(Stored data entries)
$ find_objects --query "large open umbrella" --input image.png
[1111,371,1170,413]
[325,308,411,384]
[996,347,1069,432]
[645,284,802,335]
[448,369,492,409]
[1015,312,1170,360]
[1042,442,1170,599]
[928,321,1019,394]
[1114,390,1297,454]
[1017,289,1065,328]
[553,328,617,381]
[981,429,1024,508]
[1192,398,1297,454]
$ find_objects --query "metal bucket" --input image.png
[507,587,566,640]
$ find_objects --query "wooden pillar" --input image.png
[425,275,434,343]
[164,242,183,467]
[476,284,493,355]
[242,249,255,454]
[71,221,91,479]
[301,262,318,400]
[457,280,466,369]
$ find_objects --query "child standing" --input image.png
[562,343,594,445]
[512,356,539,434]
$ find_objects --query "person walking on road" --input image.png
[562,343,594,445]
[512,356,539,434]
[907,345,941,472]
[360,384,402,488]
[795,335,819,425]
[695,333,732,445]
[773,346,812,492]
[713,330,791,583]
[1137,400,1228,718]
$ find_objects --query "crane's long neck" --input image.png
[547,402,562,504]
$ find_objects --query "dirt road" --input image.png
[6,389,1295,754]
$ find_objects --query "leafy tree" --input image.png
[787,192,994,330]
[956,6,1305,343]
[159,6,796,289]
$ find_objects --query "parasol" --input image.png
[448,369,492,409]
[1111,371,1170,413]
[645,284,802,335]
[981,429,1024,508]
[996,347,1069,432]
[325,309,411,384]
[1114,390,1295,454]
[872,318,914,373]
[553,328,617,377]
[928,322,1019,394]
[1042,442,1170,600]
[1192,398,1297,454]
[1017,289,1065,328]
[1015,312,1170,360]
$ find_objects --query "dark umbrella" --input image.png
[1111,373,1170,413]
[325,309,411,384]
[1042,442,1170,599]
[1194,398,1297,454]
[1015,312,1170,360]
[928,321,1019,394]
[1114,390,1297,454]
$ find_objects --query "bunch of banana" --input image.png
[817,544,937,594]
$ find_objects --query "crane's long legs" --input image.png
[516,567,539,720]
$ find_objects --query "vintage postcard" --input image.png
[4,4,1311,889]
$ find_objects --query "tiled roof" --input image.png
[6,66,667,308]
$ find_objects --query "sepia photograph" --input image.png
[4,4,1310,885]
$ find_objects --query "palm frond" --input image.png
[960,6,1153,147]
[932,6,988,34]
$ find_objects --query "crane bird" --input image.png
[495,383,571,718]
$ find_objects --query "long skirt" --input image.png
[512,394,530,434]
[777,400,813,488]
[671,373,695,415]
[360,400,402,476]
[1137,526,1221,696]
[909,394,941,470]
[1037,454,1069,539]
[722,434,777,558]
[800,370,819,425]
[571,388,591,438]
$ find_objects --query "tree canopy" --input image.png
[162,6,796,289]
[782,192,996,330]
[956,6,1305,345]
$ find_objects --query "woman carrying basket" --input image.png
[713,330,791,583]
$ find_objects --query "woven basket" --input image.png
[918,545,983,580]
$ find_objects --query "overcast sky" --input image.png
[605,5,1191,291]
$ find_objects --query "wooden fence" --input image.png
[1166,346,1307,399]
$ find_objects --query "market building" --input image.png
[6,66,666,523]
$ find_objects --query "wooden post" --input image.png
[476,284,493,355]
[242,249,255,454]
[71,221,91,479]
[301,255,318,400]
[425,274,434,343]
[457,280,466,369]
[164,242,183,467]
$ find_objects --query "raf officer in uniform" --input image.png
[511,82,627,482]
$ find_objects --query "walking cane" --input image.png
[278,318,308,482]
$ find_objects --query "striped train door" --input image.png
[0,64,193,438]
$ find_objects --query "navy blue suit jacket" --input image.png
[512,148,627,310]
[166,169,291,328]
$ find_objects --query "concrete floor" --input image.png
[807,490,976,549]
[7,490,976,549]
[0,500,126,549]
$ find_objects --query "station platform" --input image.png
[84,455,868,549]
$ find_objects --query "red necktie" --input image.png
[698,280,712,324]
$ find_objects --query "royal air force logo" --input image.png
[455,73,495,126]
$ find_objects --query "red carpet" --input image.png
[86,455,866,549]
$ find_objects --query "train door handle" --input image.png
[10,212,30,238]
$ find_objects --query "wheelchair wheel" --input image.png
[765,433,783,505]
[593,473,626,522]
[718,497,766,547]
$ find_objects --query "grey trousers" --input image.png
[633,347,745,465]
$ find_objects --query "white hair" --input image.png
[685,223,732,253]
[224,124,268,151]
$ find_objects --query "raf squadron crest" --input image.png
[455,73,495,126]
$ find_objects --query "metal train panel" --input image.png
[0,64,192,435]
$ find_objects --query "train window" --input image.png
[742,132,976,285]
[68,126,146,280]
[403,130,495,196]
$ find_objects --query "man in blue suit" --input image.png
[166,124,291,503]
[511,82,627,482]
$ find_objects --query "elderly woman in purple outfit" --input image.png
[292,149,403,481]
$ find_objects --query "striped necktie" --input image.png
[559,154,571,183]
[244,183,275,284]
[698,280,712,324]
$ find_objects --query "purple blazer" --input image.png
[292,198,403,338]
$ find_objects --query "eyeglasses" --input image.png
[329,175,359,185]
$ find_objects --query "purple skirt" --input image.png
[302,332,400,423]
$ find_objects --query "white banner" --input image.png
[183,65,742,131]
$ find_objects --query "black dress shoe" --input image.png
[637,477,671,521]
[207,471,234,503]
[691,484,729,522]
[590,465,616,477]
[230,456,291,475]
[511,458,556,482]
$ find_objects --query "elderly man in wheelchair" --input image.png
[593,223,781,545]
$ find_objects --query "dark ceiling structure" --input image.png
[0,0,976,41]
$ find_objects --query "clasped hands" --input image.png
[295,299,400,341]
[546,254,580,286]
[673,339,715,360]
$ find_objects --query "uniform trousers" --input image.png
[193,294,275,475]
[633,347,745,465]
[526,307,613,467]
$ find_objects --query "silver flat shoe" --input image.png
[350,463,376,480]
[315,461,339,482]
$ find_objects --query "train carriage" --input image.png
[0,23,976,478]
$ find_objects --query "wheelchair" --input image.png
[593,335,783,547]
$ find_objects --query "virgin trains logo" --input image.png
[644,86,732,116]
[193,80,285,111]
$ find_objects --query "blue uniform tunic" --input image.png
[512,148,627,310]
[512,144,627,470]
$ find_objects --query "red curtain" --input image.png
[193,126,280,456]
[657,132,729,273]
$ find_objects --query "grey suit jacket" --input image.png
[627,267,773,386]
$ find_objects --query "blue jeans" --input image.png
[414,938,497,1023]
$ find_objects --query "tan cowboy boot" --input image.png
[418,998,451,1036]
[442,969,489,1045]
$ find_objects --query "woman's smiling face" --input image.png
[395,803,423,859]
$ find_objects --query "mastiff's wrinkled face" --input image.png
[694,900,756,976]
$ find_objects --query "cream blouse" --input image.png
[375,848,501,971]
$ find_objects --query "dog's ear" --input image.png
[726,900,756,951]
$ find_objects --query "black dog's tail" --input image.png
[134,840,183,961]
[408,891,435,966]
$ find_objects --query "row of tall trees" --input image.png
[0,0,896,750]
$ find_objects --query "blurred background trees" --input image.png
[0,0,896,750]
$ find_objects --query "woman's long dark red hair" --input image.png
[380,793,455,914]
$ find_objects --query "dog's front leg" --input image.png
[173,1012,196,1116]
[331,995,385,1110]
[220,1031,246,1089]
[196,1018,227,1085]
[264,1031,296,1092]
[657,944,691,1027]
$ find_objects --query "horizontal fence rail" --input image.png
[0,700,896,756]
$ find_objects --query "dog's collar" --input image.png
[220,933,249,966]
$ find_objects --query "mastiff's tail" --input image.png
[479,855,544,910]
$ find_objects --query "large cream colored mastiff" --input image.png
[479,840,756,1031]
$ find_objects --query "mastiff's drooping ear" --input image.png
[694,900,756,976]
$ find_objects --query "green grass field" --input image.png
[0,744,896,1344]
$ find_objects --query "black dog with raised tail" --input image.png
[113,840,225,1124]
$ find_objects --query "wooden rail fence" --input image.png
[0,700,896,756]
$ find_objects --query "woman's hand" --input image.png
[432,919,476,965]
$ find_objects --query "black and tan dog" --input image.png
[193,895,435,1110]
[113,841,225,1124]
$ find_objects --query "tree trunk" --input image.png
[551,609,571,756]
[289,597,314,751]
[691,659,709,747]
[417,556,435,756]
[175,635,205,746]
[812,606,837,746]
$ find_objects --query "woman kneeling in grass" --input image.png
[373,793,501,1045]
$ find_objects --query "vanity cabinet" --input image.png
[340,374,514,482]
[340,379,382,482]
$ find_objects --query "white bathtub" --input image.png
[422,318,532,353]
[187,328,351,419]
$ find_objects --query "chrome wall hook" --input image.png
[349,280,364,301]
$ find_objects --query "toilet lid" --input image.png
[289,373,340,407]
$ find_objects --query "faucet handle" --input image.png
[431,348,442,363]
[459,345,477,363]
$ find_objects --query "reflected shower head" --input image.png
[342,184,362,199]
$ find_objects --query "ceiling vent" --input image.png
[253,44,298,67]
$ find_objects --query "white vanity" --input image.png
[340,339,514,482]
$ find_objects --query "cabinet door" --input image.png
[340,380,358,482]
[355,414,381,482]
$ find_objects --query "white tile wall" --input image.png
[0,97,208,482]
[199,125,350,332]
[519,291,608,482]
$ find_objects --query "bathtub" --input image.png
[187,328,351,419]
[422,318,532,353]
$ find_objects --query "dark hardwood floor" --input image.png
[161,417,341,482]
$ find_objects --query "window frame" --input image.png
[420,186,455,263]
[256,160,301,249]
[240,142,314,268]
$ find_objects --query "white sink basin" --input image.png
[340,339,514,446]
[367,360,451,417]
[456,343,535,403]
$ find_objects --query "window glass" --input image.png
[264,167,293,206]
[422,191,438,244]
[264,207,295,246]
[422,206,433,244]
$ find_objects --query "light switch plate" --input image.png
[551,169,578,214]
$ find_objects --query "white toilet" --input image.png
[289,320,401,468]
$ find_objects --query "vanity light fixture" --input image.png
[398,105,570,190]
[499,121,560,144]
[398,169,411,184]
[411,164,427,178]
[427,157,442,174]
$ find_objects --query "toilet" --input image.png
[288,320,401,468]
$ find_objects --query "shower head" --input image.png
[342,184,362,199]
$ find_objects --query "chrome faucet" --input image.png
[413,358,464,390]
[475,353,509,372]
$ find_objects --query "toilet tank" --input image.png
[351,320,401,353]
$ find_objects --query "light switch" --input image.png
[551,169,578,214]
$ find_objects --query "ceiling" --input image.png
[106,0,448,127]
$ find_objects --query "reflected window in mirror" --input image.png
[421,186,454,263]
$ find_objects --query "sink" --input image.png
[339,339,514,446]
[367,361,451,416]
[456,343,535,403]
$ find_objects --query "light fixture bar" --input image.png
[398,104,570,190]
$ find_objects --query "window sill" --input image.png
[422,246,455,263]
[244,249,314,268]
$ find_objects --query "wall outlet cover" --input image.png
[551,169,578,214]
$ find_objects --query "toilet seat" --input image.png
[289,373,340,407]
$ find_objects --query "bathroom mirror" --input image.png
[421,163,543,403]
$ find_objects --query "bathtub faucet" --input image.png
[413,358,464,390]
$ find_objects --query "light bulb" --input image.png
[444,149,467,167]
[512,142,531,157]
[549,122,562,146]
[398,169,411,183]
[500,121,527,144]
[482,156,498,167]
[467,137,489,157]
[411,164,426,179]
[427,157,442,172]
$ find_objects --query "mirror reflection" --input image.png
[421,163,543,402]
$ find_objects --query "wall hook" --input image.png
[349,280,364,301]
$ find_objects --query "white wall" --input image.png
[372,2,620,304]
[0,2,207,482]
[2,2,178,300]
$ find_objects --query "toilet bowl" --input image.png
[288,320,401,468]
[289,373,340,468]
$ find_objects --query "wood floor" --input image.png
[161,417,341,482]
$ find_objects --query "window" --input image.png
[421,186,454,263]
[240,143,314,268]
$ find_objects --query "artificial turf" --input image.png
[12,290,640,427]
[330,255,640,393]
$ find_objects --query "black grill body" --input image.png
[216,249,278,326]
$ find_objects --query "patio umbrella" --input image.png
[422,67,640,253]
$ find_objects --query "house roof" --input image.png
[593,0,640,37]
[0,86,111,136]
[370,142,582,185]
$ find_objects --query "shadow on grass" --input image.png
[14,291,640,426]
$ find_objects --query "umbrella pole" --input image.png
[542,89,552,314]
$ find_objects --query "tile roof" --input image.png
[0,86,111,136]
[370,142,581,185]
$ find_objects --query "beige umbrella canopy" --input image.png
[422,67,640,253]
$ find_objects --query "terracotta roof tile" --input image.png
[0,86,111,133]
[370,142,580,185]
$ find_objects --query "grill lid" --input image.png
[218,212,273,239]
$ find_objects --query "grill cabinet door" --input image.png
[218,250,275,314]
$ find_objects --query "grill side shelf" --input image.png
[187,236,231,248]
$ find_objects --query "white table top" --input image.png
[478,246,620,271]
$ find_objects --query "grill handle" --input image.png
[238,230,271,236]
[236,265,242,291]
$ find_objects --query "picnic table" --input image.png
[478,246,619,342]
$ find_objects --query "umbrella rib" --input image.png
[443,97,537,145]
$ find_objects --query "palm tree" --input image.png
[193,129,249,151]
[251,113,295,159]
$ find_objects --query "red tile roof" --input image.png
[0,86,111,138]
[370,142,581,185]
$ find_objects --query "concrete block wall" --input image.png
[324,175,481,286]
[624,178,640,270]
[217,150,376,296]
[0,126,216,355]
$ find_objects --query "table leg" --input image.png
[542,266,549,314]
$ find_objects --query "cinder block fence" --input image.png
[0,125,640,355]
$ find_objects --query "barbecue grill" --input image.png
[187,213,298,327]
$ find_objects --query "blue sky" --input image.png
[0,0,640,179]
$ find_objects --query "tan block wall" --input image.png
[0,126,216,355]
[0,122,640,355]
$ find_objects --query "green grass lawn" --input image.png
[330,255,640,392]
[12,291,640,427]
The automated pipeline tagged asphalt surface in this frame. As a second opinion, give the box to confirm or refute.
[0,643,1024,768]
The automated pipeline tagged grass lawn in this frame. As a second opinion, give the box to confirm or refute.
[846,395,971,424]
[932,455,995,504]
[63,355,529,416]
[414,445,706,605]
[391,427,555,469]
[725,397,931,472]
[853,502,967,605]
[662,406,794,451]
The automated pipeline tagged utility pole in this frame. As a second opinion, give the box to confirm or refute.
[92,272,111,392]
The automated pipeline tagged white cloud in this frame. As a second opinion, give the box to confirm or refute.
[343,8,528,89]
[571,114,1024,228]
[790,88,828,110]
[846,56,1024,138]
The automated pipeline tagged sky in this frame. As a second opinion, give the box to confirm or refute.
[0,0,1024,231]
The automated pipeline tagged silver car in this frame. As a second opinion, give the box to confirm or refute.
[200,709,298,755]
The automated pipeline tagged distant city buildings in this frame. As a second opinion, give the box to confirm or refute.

Stated goal
Reproduce, word for word, every line starting at the line that contains "The automated pipeline tagged utility" and ending with the final line of the entries.

The result
The automated pipeline tagged utility pole in this frame. As a second opinion, give the box to confirm or refute.
[92,272,111,392]
The automated pipeline tagged white cloud in this frame. As a second opinion, give the box to confirm or refute.
[343,8,528,89]
[571,114,1024,228]
[790,88,828,110]
[846,56,1024,138]
The automated pipeline tagged sky in this frame. As a second opinion, give the box to confirm or refute.
[0,0,1024,231]
The automated pipeline tagged silver car in this frame. As a second opinion, give the box to confirm or refute.
[200,709,298,755]
The automated pipeline tagged distant city buildings in this frame. As a second opinion, give the box to confirm or refute.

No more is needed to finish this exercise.